===== DATA FOR PROCESSING =====
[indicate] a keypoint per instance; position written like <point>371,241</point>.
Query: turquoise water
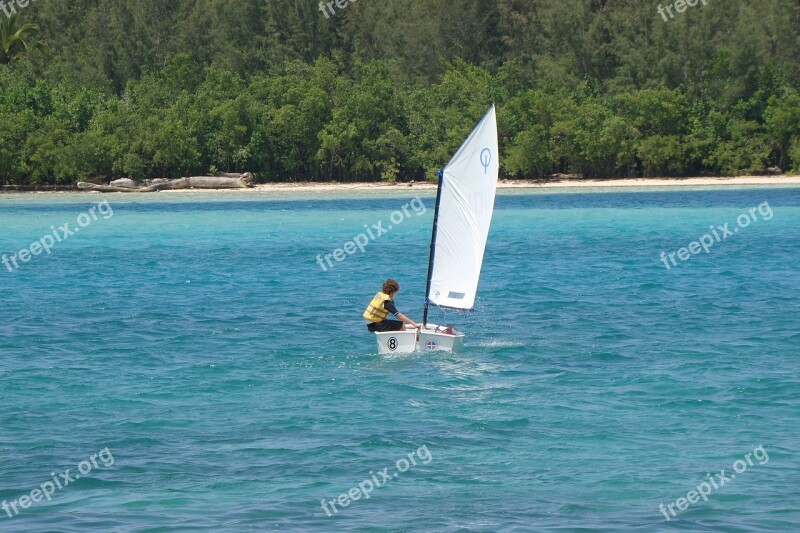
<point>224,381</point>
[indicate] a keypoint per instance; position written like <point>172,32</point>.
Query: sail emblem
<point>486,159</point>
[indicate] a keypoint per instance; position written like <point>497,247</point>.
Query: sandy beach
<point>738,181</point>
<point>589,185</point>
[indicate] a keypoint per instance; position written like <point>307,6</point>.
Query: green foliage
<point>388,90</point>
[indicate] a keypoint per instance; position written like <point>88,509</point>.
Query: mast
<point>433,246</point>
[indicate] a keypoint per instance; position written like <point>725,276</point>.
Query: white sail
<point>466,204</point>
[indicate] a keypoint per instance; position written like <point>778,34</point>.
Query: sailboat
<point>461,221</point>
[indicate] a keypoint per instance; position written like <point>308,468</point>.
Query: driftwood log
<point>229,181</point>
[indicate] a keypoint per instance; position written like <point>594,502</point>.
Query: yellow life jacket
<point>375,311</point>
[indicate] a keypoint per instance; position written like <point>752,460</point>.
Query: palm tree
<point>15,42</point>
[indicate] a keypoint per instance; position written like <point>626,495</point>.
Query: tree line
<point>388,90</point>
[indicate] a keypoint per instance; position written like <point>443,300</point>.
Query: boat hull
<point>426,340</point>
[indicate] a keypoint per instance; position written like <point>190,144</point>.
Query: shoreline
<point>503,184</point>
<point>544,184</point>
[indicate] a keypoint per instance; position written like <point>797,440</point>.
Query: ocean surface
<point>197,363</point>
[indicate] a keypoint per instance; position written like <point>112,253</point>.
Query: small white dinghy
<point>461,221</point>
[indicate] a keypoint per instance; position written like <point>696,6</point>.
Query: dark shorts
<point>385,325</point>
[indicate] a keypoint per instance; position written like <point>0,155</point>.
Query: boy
=====
===== DATA FOR PROCESSING =====
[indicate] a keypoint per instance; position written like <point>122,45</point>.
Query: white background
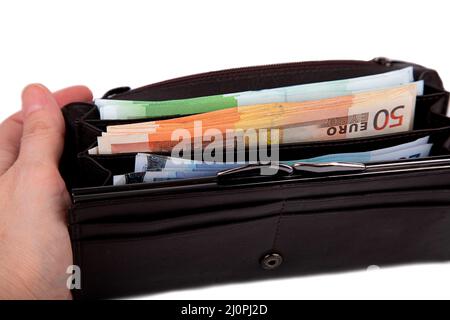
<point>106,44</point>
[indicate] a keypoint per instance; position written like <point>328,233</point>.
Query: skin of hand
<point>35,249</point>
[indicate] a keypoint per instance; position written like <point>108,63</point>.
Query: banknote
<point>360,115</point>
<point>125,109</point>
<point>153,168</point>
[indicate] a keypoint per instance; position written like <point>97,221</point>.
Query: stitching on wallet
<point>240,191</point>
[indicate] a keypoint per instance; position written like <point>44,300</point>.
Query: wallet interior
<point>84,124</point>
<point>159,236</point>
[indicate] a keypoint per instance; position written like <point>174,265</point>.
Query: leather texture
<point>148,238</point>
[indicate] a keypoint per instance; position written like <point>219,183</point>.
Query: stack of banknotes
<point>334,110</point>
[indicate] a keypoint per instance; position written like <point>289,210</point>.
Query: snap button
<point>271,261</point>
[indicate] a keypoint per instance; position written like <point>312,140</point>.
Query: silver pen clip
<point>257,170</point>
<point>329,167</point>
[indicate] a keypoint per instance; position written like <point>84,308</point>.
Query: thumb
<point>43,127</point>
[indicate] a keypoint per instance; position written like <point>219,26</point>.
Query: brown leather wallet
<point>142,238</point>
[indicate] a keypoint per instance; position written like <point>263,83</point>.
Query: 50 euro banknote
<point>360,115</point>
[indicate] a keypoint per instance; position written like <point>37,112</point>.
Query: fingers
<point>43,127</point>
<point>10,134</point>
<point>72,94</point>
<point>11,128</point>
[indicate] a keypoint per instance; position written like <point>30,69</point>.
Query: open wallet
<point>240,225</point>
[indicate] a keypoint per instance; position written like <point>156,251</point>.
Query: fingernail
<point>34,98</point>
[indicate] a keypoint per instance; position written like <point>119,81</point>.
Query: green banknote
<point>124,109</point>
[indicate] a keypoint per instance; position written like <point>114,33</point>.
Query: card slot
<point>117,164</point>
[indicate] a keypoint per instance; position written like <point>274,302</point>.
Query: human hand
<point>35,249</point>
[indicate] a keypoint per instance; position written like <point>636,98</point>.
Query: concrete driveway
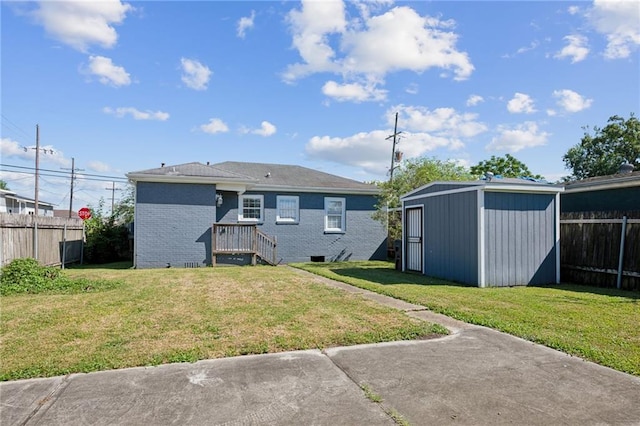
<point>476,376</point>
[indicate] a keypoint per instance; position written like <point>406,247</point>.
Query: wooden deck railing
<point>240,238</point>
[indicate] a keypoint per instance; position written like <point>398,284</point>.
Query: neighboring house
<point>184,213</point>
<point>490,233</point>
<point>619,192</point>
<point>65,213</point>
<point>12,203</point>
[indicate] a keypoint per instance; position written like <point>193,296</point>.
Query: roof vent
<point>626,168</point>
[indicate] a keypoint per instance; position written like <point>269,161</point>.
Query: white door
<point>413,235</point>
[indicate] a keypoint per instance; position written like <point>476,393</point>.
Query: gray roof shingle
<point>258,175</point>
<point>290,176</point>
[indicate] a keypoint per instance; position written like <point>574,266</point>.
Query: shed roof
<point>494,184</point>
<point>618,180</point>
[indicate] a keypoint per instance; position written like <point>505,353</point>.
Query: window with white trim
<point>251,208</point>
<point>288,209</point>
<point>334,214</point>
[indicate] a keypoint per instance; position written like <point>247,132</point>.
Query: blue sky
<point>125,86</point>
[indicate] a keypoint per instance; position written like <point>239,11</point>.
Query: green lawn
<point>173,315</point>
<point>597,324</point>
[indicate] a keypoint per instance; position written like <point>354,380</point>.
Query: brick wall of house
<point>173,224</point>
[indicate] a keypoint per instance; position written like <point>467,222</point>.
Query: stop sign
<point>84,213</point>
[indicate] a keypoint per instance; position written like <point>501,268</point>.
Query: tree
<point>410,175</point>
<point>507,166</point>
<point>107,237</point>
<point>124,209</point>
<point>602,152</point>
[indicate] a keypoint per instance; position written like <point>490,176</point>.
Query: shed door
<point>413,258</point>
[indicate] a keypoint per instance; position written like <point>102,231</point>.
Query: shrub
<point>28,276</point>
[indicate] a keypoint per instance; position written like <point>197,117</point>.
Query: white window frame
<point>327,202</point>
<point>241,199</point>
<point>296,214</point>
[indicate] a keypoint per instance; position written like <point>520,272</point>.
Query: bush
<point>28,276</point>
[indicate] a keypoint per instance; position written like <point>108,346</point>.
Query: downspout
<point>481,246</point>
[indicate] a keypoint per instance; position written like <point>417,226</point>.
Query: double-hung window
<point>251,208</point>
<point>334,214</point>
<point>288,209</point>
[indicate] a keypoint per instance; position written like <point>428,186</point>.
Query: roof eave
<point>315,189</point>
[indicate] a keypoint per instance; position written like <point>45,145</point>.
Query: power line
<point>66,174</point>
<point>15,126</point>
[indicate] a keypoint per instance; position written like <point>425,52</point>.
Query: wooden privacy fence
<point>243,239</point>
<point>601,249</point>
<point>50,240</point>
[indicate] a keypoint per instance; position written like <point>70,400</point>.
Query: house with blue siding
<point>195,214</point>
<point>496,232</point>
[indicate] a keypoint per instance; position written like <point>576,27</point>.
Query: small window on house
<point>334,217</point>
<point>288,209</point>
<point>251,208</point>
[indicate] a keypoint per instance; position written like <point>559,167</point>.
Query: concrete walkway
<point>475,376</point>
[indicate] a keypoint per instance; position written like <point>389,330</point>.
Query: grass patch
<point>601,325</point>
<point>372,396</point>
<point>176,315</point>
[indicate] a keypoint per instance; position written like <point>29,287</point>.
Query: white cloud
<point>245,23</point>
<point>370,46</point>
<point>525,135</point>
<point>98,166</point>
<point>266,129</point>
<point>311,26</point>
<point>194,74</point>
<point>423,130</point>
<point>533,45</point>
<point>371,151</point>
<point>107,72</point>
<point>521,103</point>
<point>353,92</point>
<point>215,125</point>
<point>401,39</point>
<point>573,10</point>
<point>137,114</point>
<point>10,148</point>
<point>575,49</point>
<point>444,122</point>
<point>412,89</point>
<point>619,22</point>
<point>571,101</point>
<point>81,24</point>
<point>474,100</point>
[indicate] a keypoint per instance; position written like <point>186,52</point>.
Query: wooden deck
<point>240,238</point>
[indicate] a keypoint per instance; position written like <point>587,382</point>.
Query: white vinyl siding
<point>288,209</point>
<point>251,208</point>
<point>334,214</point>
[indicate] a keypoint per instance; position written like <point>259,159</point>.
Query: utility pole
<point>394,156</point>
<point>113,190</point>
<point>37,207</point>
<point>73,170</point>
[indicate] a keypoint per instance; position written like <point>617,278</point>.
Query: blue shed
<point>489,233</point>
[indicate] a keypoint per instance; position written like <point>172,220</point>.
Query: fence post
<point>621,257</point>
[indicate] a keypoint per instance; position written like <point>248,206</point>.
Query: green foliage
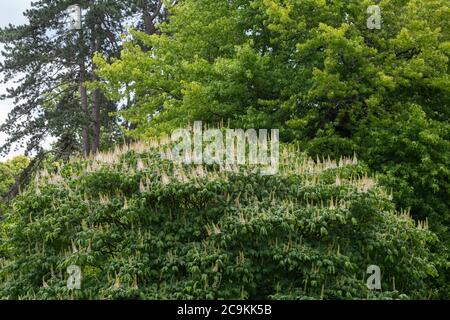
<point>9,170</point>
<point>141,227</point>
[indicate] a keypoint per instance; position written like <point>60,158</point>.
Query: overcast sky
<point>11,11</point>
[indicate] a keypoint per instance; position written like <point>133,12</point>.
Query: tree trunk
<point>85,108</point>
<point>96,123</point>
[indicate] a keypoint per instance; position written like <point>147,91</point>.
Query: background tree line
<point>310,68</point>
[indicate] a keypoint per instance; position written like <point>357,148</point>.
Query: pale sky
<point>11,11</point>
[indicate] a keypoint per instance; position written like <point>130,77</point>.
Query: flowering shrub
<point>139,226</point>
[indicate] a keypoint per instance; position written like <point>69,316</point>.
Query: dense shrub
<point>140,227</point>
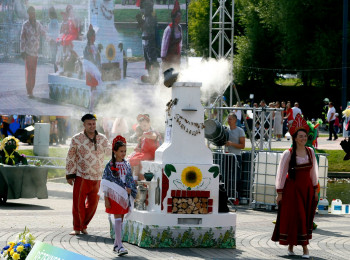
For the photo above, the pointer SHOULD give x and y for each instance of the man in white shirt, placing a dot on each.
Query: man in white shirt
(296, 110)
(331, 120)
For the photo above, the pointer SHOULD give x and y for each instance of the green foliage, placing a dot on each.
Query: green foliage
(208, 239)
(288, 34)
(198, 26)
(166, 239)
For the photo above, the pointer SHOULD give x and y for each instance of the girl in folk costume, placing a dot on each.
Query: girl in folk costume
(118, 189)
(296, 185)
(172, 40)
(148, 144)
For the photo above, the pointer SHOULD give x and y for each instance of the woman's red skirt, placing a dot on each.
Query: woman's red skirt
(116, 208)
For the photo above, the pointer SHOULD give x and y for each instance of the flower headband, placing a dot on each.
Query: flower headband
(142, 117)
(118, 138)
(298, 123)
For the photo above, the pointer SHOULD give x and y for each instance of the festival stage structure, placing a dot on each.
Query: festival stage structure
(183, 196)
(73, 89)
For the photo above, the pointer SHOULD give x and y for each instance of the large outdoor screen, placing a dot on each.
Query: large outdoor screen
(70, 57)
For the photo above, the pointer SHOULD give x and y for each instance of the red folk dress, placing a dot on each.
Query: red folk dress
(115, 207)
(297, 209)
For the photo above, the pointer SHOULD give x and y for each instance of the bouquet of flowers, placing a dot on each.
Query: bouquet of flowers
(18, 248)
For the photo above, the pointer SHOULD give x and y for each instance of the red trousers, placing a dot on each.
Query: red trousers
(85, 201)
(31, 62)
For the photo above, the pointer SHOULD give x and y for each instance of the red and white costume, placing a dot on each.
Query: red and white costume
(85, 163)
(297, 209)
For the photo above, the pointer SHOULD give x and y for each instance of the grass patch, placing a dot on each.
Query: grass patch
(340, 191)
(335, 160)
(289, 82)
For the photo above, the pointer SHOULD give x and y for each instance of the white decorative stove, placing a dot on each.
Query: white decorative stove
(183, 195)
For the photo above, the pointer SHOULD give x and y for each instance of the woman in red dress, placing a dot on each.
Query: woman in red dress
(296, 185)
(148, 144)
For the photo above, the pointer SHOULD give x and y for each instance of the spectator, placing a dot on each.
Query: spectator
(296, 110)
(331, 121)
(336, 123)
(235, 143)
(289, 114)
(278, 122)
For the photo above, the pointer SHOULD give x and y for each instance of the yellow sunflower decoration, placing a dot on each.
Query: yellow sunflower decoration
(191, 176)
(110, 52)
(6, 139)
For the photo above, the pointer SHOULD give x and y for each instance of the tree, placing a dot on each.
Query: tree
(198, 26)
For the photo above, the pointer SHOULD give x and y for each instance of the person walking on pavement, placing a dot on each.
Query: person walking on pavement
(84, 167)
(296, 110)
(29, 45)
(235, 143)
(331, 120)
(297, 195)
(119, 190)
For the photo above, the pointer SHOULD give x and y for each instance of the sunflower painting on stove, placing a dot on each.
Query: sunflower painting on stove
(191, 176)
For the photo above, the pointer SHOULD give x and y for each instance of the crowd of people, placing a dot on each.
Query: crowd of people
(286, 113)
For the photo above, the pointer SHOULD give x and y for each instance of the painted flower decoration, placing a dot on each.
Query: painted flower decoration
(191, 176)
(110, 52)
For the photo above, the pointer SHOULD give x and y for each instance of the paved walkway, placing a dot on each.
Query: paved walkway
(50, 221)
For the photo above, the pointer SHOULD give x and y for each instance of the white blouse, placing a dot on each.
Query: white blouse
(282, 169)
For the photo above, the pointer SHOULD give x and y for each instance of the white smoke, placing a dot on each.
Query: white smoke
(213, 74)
=====
===== DATA FOR PROCESSING =====
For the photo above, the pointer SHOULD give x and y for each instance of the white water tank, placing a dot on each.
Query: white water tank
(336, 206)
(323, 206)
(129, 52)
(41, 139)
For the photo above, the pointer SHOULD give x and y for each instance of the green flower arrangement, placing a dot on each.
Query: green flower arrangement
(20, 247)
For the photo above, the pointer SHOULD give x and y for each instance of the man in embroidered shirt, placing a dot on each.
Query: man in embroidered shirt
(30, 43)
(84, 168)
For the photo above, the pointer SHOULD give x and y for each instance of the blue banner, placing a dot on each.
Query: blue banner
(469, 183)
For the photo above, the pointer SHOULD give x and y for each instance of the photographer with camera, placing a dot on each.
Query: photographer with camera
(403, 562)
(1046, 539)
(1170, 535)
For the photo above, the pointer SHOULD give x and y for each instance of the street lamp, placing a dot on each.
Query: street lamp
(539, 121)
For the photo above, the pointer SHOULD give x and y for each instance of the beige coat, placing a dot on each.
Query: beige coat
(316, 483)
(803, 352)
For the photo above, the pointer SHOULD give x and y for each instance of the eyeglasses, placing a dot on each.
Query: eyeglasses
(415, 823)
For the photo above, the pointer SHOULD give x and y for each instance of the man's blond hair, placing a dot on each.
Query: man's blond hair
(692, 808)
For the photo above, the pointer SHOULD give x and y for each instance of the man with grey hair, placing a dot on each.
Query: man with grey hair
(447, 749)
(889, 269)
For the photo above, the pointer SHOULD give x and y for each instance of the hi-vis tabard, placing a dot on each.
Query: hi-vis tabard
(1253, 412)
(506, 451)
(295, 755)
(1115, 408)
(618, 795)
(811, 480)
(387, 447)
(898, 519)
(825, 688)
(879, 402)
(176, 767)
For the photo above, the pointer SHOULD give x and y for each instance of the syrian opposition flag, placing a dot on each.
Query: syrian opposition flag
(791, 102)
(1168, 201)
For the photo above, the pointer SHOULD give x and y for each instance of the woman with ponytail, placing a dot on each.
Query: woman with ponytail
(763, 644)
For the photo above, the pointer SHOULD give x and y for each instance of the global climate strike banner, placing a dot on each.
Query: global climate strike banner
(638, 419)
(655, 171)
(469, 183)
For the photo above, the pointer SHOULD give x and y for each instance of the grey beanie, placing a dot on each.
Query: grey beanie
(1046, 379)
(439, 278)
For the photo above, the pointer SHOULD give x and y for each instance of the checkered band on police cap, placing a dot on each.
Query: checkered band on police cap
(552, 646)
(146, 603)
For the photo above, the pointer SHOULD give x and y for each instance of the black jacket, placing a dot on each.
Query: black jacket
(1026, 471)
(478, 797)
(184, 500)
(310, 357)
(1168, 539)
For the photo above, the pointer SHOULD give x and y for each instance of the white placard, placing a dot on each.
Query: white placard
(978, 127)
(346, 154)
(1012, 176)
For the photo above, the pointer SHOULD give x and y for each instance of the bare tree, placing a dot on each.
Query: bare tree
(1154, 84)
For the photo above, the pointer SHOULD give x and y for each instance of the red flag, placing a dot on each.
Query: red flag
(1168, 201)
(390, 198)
=====
• **WRITTEN EXERCISE**: Reproduce verbatim the lines above, from the line containing "written like <point>102,231</point>." up to and including the line containing "<point>315,189</point>".

• **COMPLETE RESPONSE**:
[indicate] a keypoint per instance; position written like <point>102,231</point>.
Query: shrub
<point>28,276</point>
[indicate] a keypoint per instance; position written like <point>197,117</point>.
Query: white window frame
<point>327,202</point>
<point>241,199</point>
<point>296,214</point>
[indicate] a keypoint per instance; position written like <point>520,272</point>.
Query: bush
<point>28,276</point>
[indicate] a keypoint per instance; position written like <point>108,346</point>.
Query: downspout
<point>481,246</point>
[indicate] a keypoint per instance; position written like <point>417,226</point>.
Query: double-hung window
<point>251,208</point>
<point>334,214</point>
<point>288,209</point>
[indicate] a keypoint per instance; position written like <point>428,186</point>.
Query: roof eave
<point>315,189</point>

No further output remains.